-- start MATERIAL --

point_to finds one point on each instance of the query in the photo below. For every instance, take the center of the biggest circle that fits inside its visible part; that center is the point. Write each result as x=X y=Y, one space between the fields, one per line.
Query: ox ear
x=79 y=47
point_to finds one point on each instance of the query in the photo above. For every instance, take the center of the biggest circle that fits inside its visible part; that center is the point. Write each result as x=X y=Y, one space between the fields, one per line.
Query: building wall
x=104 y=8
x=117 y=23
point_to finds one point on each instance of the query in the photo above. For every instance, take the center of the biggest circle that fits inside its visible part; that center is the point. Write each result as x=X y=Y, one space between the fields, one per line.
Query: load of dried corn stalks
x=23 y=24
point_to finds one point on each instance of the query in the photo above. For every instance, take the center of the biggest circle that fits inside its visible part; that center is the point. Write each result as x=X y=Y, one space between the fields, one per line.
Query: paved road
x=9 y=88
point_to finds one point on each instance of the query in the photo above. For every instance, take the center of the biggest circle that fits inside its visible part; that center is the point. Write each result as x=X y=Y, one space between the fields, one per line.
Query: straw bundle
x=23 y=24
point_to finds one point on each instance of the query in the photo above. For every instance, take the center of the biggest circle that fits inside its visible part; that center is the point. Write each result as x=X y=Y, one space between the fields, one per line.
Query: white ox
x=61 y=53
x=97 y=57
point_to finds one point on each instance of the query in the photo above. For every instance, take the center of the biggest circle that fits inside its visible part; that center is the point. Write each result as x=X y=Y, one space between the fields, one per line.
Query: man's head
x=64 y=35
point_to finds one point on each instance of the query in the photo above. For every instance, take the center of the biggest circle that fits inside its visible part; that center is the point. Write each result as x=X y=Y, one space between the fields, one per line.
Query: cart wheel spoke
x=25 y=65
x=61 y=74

-- end MATERIAL --
-- start MATERIAL --

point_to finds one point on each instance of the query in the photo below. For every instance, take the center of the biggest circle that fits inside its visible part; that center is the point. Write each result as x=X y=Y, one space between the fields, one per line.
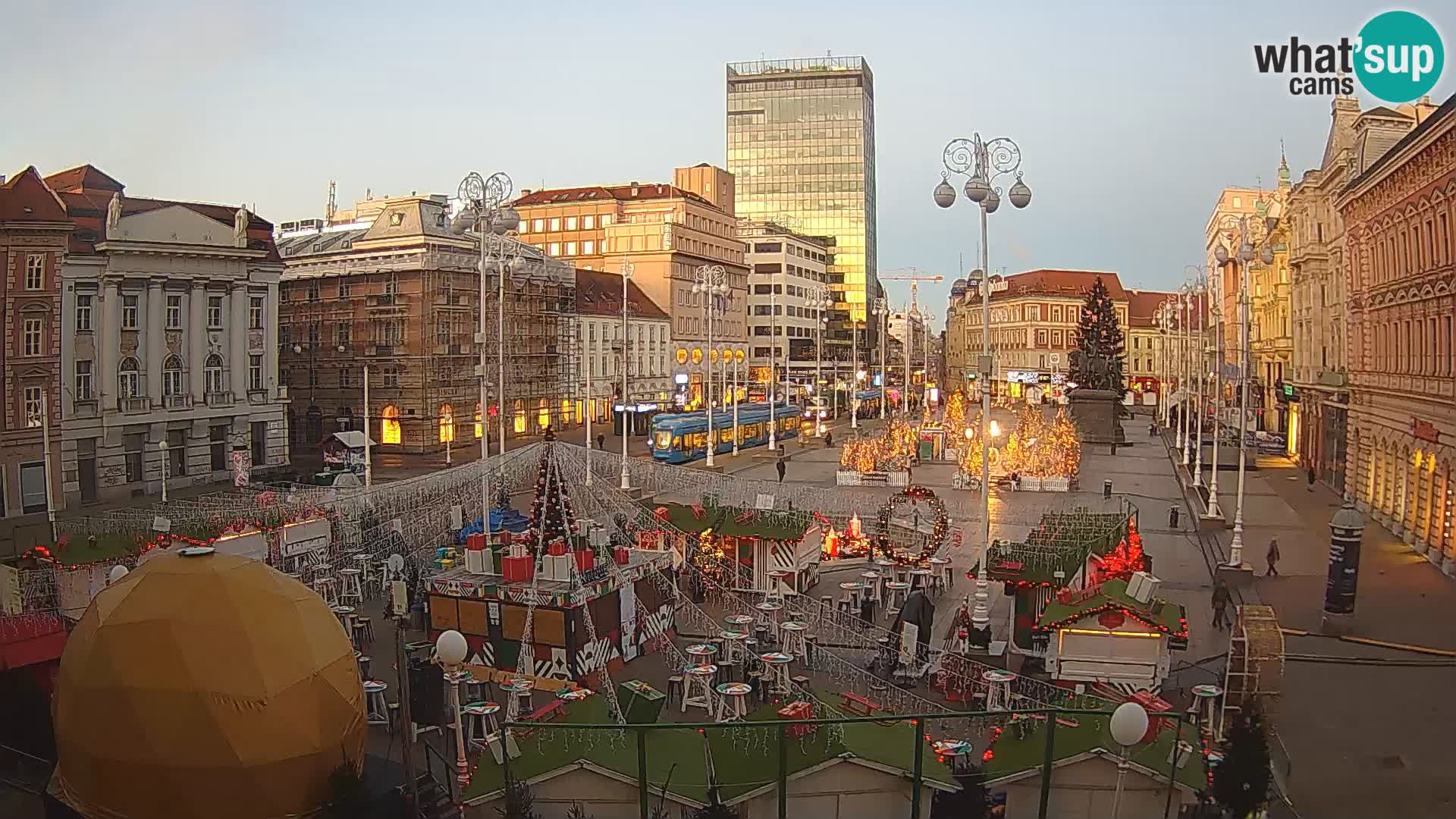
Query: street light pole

-- end MATERIAL --
-- start MATERIAL --

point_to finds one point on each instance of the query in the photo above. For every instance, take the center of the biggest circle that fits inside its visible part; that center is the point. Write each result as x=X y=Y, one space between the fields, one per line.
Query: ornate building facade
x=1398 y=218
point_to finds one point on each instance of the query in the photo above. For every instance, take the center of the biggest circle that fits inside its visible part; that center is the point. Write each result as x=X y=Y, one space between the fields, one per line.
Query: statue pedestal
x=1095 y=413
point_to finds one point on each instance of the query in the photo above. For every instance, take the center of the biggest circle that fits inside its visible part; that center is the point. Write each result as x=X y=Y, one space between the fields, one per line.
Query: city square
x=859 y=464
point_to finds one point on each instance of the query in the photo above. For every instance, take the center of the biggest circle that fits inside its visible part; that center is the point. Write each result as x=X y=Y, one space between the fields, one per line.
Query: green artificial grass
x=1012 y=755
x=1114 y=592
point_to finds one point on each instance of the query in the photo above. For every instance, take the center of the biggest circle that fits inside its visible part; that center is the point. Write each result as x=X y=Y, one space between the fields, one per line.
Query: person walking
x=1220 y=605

-- end MATERIAL --

▶ _WHAT YOU HAVE TO DO_: Find each line in the data above that contains the word "building" and copy those lines.

▶ _RESPONSE TO THE EXERCISE_:
Query: building wall
Query: ornate building facade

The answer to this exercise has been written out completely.